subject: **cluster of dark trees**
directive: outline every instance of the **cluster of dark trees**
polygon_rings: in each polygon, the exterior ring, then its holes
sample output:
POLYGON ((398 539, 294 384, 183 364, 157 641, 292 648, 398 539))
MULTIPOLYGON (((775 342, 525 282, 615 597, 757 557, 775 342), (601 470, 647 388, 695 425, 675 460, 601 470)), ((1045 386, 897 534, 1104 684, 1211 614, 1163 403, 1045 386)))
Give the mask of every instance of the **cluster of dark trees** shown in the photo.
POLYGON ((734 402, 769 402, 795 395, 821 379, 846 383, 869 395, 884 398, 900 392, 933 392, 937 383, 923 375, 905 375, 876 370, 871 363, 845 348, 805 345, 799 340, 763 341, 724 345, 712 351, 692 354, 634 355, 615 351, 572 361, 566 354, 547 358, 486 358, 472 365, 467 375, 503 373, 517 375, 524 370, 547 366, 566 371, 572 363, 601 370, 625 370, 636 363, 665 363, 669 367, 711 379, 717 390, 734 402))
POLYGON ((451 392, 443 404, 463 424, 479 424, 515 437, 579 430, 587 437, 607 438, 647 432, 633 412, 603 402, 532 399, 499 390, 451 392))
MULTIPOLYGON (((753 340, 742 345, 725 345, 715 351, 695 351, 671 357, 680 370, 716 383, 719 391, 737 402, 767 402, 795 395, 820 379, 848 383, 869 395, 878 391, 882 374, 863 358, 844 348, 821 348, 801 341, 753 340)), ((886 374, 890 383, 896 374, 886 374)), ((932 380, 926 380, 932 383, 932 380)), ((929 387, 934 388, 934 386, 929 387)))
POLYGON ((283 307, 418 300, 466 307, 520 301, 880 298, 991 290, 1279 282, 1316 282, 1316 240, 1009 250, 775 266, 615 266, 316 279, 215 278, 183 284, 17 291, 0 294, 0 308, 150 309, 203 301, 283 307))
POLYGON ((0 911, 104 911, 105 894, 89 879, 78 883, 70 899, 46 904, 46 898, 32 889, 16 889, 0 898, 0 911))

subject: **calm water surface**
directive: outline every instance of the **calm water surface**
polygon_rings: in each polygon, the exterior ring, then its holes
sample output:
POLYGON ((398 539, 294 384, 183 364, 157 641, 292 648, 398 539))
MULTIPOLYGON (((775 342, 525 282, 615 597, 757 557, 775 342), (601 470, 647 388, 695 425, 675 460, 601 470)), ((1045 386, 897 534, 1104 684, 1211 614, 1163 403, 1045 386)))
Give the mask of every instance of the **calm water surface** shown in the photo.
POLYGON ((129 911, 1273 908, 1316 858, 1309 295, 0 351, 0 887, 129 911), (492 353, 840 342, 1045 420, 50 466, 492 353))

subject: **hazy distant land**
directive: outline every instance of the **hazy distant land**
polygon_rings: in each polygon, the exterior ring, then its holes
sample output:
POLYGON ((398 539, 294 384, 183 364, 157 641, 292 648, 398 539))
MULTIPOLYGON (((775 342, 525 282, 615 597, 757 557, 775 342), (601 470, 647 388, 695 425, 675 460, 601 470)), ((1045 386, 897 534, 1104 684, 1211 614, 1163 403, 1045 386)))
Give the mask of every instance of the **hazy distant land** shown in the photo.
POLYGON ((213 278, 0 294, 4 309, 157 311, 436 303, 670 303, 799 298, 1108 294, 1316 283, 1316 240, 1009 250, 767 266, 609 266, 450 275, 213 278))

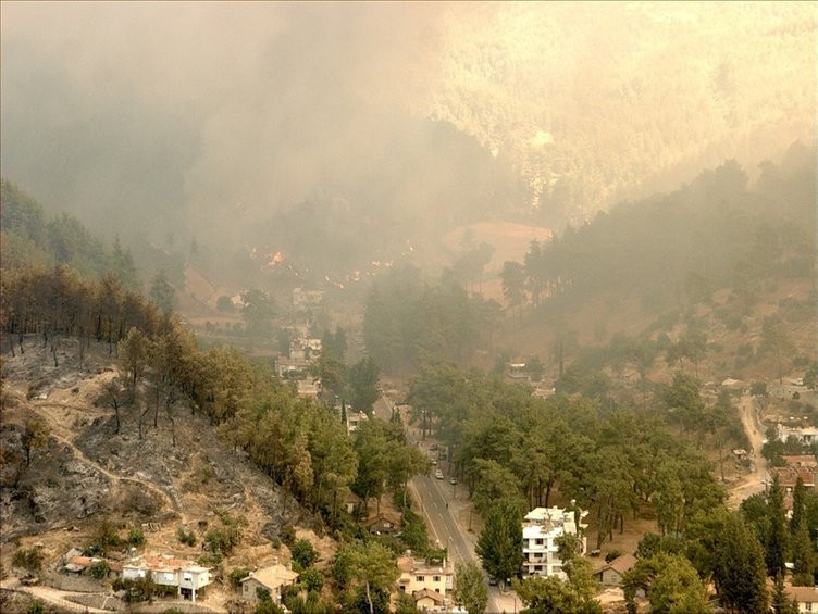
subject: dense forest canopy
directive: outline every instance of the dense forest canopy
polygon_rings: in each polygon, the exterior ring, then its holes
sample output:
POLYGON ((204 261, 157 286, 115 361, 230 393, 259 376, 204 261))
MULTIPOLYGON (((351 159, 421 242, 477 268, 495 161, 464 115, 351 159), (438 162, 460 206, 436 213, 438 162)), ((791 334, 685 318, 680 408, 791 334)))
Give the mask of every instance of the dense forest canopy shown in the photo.
POLYGON ((472 221, 561 229, 815 134, 807 2, 2 10, 4 178, 224 276, 253 249, 322 279, 472 221))

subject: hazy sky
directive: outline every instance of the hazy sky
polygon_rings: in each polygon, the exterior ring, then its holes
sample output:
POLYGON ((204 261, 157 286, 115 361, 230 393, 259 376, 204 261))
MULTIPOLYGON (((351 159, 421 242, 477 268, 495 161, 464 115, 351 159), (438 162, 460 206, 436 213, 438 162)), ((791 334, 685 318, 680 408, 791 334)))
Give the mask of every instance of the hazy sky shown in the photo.
POLYGON ((815 135, 809 2, 0 11, 3 176, 151 236, 183 218, 240 236, 237 220, 374 185, 396 164, 407 177, 393 168, 377 193, 443 206, 449 171, 422 164, 427 117, 515 166, 531 187, 515 209, 567 217, 815 135))

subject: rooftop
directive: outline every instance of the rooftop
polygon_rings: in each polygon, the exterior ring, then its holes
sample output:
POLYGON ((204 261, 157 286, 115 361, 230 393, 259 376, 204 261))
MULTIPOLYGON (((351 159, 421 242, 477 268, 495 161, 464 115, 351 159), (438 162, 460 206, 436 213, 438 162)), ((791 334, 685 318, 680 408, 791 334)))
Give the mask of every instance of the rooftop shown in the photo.
POLYGON ((288 585, 298 577, 293 569, 285 567, 282 564, 275 564, 270 567, 262 567, 256 572, 250 572, 250 575, 244 578, 241 581, 246 582, 250 578, 258 582, 261 582, 270 589, 276 589, 282 585, 288 585))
————————
**Task requirements**
In all of the data above, change "rooftop" to "roof" everywhere it occurs, leaving everything else unchanged, and write the lines out again. Leave the pictures out of your answer.

**Finished task**
subject: **cluster of dark trees**
directive: outline every instance of the **cluster of dark trees**
polygon_rings: in each polygon, the exterior ring, then its holes
sample output:
POLYGON ((398 539, 294 384, 183 364, 157 641, 292 648, 398 539))
MULTIPOLYGON (((775 342, 525 282, 615 597, 757 557, 775 342), (601 470, 647 388, 695 425, 675 460, 601 470)), ((1045 386, 897 534, 1104 684, 1211 614, 1163 403, 1045 386)))
Give the mask of every instance of the **cluster of dark trees** shown in the photo.
POLYGON ((734 402, 769 402, 795 395, 821 379, 846 383, 869 395, 884 398, 900 392, 933 392, 937 383, 923 375, 905 375, 876 370, 871 363, 845 348, 805 345, 799 340, 763 341, 724 345, 712 351, 692 354, 634 355, 615 351, 572 361, 566 354, 547 358, 486 358, 472 365, 467 375, 503 373, 517 375, 524 370, 547 366, 566 371, 572 363, 601 370, 625 370, 636 363, 665 363, 669 367, 711 379, 717 390, 734 402))
POLYGON ((451 392, 443 404, 463 424, 479 424, 515 437, 579 430, 587 437, 607 438, 647 432, 633 412, 603 402, 532 399, 499 390, 451 392))
MULTIPOLYGON (((753 340, 742 345, 725 345, 715 351, 695 351, 671 357, 680 370, 716 383, 719 391, 737 402, 767 402, 795 395, 820 379, 848 383, 869 395, 878 391, 882 374, 863 358, 844 348, 821 348, 801 341, 753 340)), ((886 374, 890 383, 896 374, 886 374)), ((932 380, 926 380, 932 383, 932 380)), ((929 387, 934 388, 934 386, 929 387)))
POLYGON ((283 307, 418 300, 466 307, 520 301, 880 298, 991 290, 1279 282, 1316 282, 1316 240, 1009 250, 775 266, 615 266, 316 279, 215 278, 183 284, 17 291, 0 294, 0 308, 150 309, 203 301, 283 307))
POLYGON ((0 911, 104 911, 105 894, 89 879, 78 883, 70 899, 46 904, 46 898, 32 889, 16 889, 0 898, 0 911))

subject: **calm water surface**
directive: outline every instance of the **calm water surface**
polygon_rings: in each polygon, the exterior ring, then its holes
sample output:
POLYGON ((398 539, 294 384, 183 364, 157 641, 292 648, 398 539))
MULTIPOLYGON (((775 342, 525 282, 615 597, 757 557, 775 342), (601 470, 647 388, 695 425, 675 460, 601 470)), ((1045 386, 897 534, 1104 684, 1211 614, 1163 403, 1045 386)))
Give the mask of every instance of the **calm water surface** shown in the photo.
POLYGON ((129 911, 1273 908, 1316 858, 1309 295, 0 351, 0 887, 129 911), (492 353, 840 342, 1045 420, 50 466, 492 353))

subject: **hazy distant land**
directive: outline every instance of the **hazy distant land**
polygon_rings: in each polygon, the exterior ring, then its holes
sample output:
POLYGON ((398 539, 294 384, 183 364, 157 641, 292 648, 398 539))
MULTIPOLYGON (((775 342, 525 282, 615 597, 757 557, 775 342), (601 470, 647 388, 695 425, 675 460, 601 470)), ((1045 386, 897 534, 1104 684, 1211 614, 1163 403, 1045 386)))
Give the mask of every instance of the **hazy distant land** shown in the photo.
POLYGON ((213 278, 0 294, 4 309, 157 311, 436 303, 670 303, 799 298, 1108 294, 1316 283, 1316 240, 1009 250, 767 266, 609 266, 450 275, 213 278))

subject: dense forest canopy
directive: outline every instance of the dense forest canopy
polygon_rings: in each polygon, the exterior ring, then its holes
sample output:
POLYGON ((204 261, 157 286, 115 361, 230 393, 259 376, 204 261))
MULTIPOLYGON (((351 159, 421 242, 477 268, 495 161, 464 115, 351 159), (438 162, 460 206, 436 213, 438 162)), ((791 334, 685 318, 680 408, 791 334)))
Give the mask of every instance of the dense forest canopy shown in the photo.
POLYGON ((472 221, 561 229, 815 134, 807 2, 2 10, 4 178, 224 276, 253 249, 322 279, 472 221))

subject: hazy sky
directive: outline every instance of the hazy sky
polygon_rings: in each polygon, the exterior ring, then its holes
sample output:
POLYGON ((204 261, 157 286, 115 361, 230 393, 259 376, 204 261))
MULTIPOLYGON (((351 159, 421 242, 477 268, 495 161, 464 115, 351 159), (438 162, 460 206, 436 213, 438 162)), ((791 334, 685 318, 680 408, 791 334)))
Give the mask of every instance of the hazy sky shown in the photo.
POLYGON ((815 135, 809 2, 0 11, 3 176, 151 236, 183 218, 240 236, 237 220, 374 185, 396 164, 407 177, 393 168, 377 193, 443 206, 449 171, 422 164, 427 117, 515 166, 531 187, 515 209, 567 217, 815 135))

subject: roof
directive: outline every instance of the roof
polygon_rings: in each polygon, the exterior ring, then its holes
sample output:
POLYGON ((204 261, 157 286, 115 361, 230 393, 259 376, 204 261))
MULTIPOLYGON (((351 159, 421 242, 477 268, 495 161, 464 115, 351 159), (438 162, 460 206, 436 213, 438 162)), ((791 334, 685 318, 680 408, 791 334)))
Give the mask of every instance of the roof shown in the photo.
POLYGON ((288 585, 298 577, 293 569, 285 567, 282 564, 275 564, 270 567, 262 567, 256 572, 250 572, 250 575, 244 578, 241 581, 246 582, 250 578, 258 582, 261 582, 270 589, 276 589, 282 585, 288 585))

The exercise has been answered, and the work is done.